* REQUIREMENT
Every entry below should be written out again exactly.
START SUPPLIED RECORDS
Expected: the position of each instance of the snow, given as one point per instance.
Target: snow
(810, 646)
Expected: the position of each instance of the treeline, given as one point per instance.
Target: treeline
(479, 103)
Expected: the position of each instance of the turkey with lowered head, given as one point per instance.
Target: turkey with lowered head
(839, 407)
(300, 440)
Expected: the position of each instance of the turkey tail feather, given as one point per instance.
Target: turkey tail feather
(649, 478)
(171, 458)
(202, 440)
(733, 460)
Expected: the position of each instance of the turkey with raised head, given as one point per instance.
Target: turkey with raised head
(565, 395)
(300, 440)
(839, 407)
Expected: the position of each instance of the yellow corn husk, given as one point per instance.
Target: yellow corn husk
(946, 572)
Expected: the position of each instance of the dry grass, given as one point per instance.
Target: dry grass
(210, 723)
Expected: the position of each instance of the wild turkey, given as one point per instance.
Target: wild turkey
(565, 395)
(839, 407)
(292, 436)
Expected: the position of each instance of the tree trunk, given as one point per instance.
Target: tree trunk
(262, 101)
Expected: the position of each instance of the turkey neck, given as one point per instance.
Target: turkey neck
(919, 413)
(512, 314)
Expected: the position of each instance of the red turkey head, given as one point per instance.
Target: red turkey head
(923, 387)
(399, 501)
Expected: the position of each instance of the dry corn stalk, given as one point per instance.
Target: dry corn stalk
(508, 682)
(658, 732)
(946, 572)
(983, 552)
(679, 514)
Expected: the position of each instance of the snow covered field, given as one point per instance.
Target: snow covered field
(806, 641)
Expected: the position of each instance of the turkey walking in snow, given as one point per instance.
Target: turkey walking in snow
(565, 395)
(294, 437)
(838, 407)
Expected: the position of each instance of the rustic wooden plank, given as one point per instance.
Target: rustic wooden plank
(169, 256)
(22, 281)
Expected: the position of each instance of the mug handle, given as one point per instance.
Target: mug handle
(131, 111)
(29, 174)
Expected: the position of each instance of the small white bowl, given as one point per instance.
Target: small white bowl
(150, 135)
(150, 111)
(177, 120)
END SUPPLIED RECORDS
* WRITTEN RESPONSE
Expected: the position of each instance of the snow, given as one point per instance.
Target: snow
(810, 646)
Expected: the position of each instance of the treeline, given as one point per instance.
Target: treeline
(479, 103)
Expected: the position of each instance of the turkey with lowered head, given as one point per instance.
Target: turkey with lowered head
(839, 407)
(300, 440)
Expected: the position of each instance of the turkey tail feather, given as one point per instance.
Target: turkey tail feather
(649, 478)
(171, 458)
(202, 440)
(733, 460)
Expected: the position of each instance of the turkey with raised head, given as one point per instance.
Target: turkey with raised head
(565, 395)
(300, 440)
(839, 407)
Expected: the position of each instance of the yellow corn husk, given as one point per instance.
Target: yellow corn husk
(946, 572)
Expected: the position of each instance of the dry grass, given as one point per instance.
Target: dry grass
(210, 723)
Expected: the position of each instance of the wild turkey, given as one point per instance.
Target: wild turkey
(565, 395)
(839, 407)
(292, 436)
Expected: the position of each instance of the tree trunk, given as one point per instance.
Target: tree trunk
(262, 101)
Expected: the position of each instance of the turkey neck, given as one point per instance.
Target: turkey neck
(919, 413)
(512, 314)
Expected: the position of each instance of the red turkey head, given as one point per instance.
Target: red turkey head
(923, 387)
(399, 501)
Expected: the position of each instance of the dry corn stalk, given as one point per instance.
Target: dry corn stalk
(508, 682)
(658, 732)
(946, 572)
(983, 552)
(679, 514)
Expected: the position of each instance of the snow covered field, given as one point per instance.
Target: snow covered field
(806, 641)
Expected: the position of each instance of the turkey walking in snow, given as one point per instance.
Target: turkey walking in snow
(565, 395)
(294, 437)
(838, 407)
Expected: the position of each instance of the rustic wooden plank, given as one point per instance.
Target: rustic wooden plank
(169, 256)
(22, 281)
Expected: the position of each instance of the mug handle, given as one point per instance.
Target: mug handle
(131, 111)
(29, 174)
Expected: the position of each instance of the small white bowl, given as one point per instance.
Target: small white bowl
(150, 135)
(150, 111)
(177, 120)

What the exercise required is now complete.